- **Given instruction**
Provide an exact reproduction of every entry.

____ Material

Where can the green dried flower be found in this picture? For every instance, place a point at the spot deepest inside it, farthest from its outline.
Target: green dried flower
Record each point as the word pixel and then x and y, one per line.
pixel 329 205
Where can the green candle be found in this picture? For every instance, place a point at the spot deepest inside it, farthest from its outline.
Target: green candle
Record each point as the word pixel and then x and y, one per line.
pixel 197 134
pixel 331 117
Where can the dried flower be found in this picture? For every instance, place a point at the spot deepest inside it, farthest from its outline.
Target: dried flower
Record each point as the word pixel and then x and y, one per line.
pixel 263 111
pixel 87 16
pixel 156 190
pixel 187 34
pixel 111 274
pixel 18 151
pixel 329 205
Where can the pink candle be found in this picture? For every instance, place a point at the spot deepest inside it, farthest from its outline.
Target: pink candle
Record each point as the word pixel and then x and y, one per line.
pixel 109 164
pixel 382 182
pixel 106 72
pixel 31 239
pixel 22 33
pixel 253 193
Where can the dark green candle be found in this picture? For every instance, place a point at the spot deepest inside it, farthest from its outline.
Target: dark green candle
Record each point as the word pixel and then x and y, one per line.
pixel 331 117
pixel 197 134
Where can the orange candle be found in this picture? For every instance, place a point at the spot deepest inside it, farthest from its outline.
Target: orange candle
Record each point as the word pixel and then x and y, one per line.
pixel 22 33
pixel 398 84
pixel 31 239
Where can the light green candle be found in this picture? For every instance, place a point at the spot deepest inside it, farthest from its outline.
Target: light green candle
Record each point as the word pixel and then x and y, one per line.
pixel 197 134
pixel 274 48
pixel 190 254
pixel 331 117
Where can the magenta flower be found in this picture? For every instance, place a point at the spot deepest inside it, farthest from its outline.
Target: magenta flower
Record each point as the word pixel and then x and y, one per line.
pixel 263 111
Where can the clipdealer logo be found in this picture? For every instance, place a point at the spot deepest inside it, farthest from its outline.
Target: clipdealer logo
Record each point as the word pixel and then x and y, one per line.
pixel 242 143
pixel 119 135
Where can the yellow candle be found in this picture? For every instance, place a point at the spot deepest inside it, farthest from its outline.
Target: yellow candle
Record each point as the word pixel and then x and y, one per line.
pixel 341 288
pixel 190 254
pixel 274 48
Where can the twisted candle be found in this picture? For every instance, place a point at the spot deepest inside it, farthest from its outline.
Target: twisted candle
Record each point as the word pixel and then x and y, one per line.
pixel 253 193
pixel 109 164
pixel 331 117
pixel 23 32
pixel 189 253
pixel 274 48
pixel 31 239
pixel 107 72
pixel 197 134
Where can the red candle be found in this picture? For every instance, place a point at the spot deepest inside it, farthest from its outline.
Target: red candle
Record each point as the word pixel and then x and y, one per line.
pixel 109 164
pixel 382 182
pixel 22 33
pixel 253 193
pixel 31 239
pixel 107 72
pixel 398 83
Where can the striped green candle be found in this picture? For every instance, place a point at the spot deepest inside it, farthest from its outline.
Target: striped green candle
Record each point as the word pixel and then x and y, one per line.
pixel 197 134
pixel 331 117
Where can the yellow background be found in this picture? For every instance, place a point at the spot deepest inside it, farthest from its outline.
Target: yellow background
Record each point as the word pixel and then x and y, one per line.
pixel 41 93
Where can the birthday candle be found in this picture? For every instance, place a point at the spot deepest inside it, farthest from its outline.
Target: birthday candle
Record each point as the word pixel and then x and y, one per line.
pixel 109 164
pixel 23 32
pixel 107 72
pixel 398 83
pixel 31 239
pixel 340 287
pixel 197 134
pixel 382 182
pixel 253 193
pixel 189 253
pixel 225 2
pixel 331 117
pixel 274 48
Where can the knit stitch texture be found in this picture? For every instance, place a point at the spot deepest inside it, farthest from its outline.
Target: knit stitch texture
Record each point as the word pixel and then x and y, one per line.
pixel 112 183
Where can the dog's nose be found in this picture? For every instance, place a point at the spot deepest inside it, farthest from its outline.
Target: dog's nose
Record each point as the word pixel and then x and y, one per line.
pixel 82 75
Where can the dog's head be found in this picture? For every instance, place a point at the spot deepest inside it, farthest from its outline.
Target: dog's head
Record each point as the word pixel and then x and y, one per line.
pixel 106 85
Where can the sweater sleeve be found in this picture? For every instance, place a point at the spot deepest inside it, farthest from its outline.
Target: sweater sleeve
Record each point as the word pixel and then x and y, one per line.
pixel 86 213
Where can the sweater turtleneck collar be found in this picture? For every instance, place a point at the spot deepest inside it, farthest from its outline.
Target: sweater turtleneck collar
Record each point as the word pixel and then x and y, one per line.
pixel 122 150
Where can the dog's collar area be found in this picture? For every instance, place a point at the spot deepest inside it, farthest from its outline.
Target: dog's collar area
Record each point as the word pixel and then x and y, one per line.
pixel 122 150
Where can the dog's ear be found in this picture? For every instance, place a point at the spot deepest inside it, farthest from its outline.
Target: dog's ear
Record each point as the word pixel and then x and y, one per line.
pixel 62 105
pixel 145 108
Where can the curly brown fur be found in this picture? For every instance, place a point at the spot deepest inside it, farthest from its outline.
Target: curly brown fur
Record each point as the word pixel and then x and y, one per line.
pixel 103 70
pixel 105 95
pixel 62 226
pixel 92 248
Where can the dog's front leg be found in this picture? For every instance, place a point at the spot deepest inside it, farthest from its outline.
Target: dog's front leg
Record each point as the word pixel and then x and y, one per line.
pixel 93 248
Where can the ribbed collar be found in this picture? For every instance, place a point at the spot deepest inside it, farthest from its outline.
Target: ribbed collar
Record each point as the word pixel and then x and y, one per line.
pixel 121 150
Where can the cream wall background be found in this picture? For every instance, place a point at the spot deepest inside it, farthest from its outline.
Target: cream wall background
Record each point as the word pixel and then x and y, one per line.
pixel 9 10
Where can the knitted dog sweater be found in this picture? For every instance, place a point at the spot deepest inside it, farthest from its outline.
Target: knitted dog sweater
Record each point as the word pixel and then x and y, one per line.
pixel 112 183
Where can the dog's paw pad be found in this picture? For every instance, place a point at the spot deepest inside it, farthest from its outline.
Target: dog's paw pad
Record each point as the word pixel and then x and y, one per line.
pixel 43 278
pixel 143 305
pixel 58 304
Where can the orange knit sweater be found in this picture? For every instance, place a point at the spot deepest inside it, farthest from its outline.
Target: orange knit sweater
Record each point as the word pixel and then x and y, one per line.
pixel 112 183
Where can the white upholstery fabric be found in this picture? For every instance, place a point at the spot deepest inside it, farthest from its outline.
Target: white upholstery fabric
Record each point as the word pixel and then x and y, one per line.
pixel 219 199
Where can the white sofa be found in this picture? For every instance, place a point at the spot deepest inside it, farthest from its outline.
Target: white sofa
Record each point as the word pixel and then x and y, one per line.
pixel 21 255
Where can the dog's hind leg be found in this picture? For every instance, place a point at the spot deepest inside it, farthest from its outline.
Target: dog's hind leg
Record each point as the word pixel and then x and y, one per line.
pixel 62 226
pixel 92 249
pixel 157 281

________

- **Response below**
Where can the green dried flower be found in this picture? For every instance, place a point at the spot deepest inside it, farthest from its outline.
Target: green dried flower
Record each point as the word pixel and then x and y, one per line.
pixel 329 205
Where can the green candle be found in this picture? For every instance, place a point at the spot deepest inside it, farthest from its outline.
Target: green candle
Record each point as the word pixel and then x and y, one per line.
pixel 197 134
pixel 331 117
Where can the dried flower be found in this picture? For every instance, place a point at the spot deepest inside it, farthest from its outline.
Target: dried flower
Record each point as the word pixel and then x and y, one per line.
pixel 263 111
pixel 87 16
pixel 156 190
pixel 187 34
pixel 111 274
pixel 18 151
pixel 329 205
Where can the pink candle be found in this picture? For every instance, place a point at the spot deepest inside it, farthest from its outline.
Target: pink candle
Record each point as the word pixel and then x and y, one per line.
pixel 109 164
pixel 382 182
pixel 106 72
pixel 31 239
pixel 22 33
pixel 253 193
Where can the dark green candle be found in this picture? For every instance, place a point at the spot deepest inside it, farthest from its outline.
Target: dark green candle
Record each point as the word pixel and then x and y, one per line.
pixel 331 117
pixel 197 134
Where can the orange candle be found in this picture? For every instance, place a point at the spot deepest inside it, farthest from its outline.
Target: orange candle
Record each point as the word pixel and then x and y, one per line.
pixel 22 33
pixel 398 84
pixel 31 239
Where can the light green candle be found in this picture? For every instance, place a point at the spot deepest inside it, farthest from its outline.
Target: light green candle
Record each point as the word pixel and then x and y, one per line.
pixel 197 134
pixel 274 48
pixel 190 254
pixel 331 117
Where can the magenta flower be found in this picture? For every instance, place a point at the spot deepest inside it, farthest from its outline.
Target: magenta flower
Record each point as the word pixel and then x and y, one per line.
pixel 263 111
Where can the clipdealer logo be found in this picture? For every instance, place a point at the spot deepest inside it, farthest from its outline.
Target: clipdealer logo
Record each point as the word pixel and then x and y, one per line.
pixel 242 143
pixel 119 135
Where can the yellow candle be found in this picture? For every instance, place a point at the spot deepest inside it, farthest from its outline.
Target: yellow candle
Record each point as the word pixel and then x and y, one per line.
pixel 341 288
pixel 190 254
pixel 274 48
Where can the twisted candle be found in this picture? For every instance, place a point at the spot deepest inside it, farthest from its outline.
Target: twisted candle
Record each point as the word pixel and then x and y, one per line.
pixel 253 193
pixel 109 164
pixel 331 117
pixel 23 32
pixel 189 253
pixel 274 48
pixel 31 239
pixel 107 72
pixel 197 134
Where can the red candle be found in this picture? For every instance, place a point at the spot deepest inside it, farthest from its outline.
Target: red candle
Record each point as the word pixel and then x and y, one per line.
pixel 109 164
pixel 382 182
pixel 22 33
pixel 253 193
pixel 31 239
pixel 107 72
pixel 398 83
Where can the striped green candle be found in this picture? For every instance, place a point at the spot deepest inside it, farthest from its outline.
Target: striped green candle
Record each point as the word pixel and then x and y, one per line.
pixel 197 134
pixel 331 117
Where can the yellow background be found in this picture? For every instance, place a point at the spot deepest inside it, farthest from its outline.
Target: yellow background
Record each point as the word pixel and then x and y, one per line.
pixel 41 93
Where can the birthday candle be found in this picture? For every instance, place a point at the spot deepest inside it, farthest from its outline.
Target: birthday candle
Record each point as the word pixel and then x and y, one per line.
pixel 109 164
pixel 23 32
pixel 107 72
pixel 398 83
pixel 31 239
pixel 340 287
pixel 197 134
pixel 382 182
pixel 253 193
pixel 189 253
pixel 225 2
pixel 331 117
pixel 274 48
Where can the knit stitch texture be found in this picture? For every instance, place a point at the spot deepest inside it, farthest from its outline.
Target: knit stitch texture
Record each point as the word pixel and then x and y, one per line.
pixel 112 183
Where can the dog's nose be found in this picture? For every instance, place a point at the spot deepest inside it, farthest from its outline.
Target: dog's nose
Record each point as the word pixel and then x and y, one per line.
pixel 82 75
Where can the dog's head be found in this picture? For every instance, place a point at the spot deepest inside it, farthest from its outline.
Target: dog's head
Record each point as the word pixel and then x and y, one per line.
pixel 106 85
Where can the sweater sleeve be found in this picture? For every instance, place a point at the spot deepest inside it, farthest from its outline.
Target: sweater sleeve
Record each point as the word pixel and then x and y, one per line.
pixel 86 213
Where can the sweater turtleneck collar be found in this picture? For every instance, place a point at the spot deepest inside it, farthest from its outline.
Target: sweater turtleneck collar
Record each point as the word pixel and then x and y, one per line.
pixel 122 150
Where can the dog's collar area be found in this picture? For every instance, place a point at the spot deepest inside it, farthest from its outline.
Target: dog's collar area
Record each point as the word pixel and then x and y, one per line.
pixel 122 150
Where can the dog's ear be found in this picture? For every instance, place a point at the spot deepest inside it, farthest from its outline.
Target: dog's ear
Record each point as the word pixel and then x and y, one per line.
pixel 62 105
pixel 145 108
Where can the curly brown fur be found in this picture? For every instance, place a point at the spot deepest inside it, farthest from its outline.
Target: curly brown fur
Record each point as the word pixel and then x and y, one per line.
pixel 103 70
pixel 105 95
pixel 62 226
pixel 92 248
Where can the dog's front leg be found in this picture? For every instance, place a point at the spot deepest inside it, farthest from its outline.
Target: dog's front leg
Record each point as the word pixel and then x and y, one per line.
pixel 93 248
Where can the ribbed collar be found in this picture? For every instance, place a point at the spot deepest inside it, farthest from its outline.
Target: ribbed collar
Record each point as the word pixel and then x and y, one per line.
pixel 121 150
Where can the cream wall background be found in this picture? For every instance, place a point at the spot deepest inside it, farthest from its outline.
Target: cream wall background
Record each point as the word pixel and then x and y, one per line.
pixel 9 10
Where can the knitted dog sweater be found in this picture? For every instance, place a point at the spot deepest inside it, farthest from its outline.
Target: knitted dog sweater
Record each point as the word pixel and then x and y, one per line.
pixel 112 183
Where can the dog's paw pad be found in this picture? For every instance, place a point at the spot deepest inside it, farthest from its outline.
Target: dog's paw pad
Record each point as the word pixel and then x and y, one per line.
pixel 43 278
pixel 143 305
pixel 58 304
Where can the orange knit sweater be found in this picture? For every instance, place a point at the spot deepest inside it, farthest from its outline.
Target: orange knit sweater
Record each point as the word pixel and then x and y, one per line.
pixel 112 183
Where can the white upholstery fabric be found in this picture? For every instance, place a point at the spot deepest inside it, farthest from its outline.
Target: white upholstery fabric
Record each point as the word pixel and then x and y, one per line.
pixel 219 199
Where can the white sofa be found in this picture? For every instance, place a point at the spot deepest inside it, farthest from its outline.
Target: white sofa
Record each point as the word pixel and then x and y, one per line.
pixel 21 255
Where can the dog's hind leg be found in this picture? For every instance, place a point at the spot deepest inside it, farthest from its outline.
Target: dog's hind leg
Record each point as the word pixel and then x and y, one per line.
pixel 62 226
pixel 92 249
pixel 157 281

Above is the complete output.